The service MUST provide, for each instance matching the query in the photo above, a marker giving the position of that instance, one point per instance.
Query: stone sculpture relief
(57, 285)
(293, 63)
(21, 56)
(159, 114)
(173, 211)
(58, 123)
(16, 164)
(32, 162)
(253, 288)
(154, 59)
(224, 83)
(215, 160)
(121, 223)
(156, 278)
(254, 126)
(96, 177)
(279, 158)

****

# Set task
Put the data above into a two-column CSV with the header input,output and one row per entry. Place the entry's text under input and its answer under output, each as a single quoted field with line breaks replaced by spaces.

# Output for this task
input,output
"The service MUST provide, for each instance matching the query in the photo above, a marker giving the position of that instance, one point per instance. Query: stone sculpture relief","(57, 285) (293, 63) (21, 56) (159, 114) (173, 211) (58, 123) (16, 164) (32, 162) (253, 288) (154, 59) (224, 83) (215, 160) (121, 223) (156, 278) (254, 126) (96, 177) (279, 158)"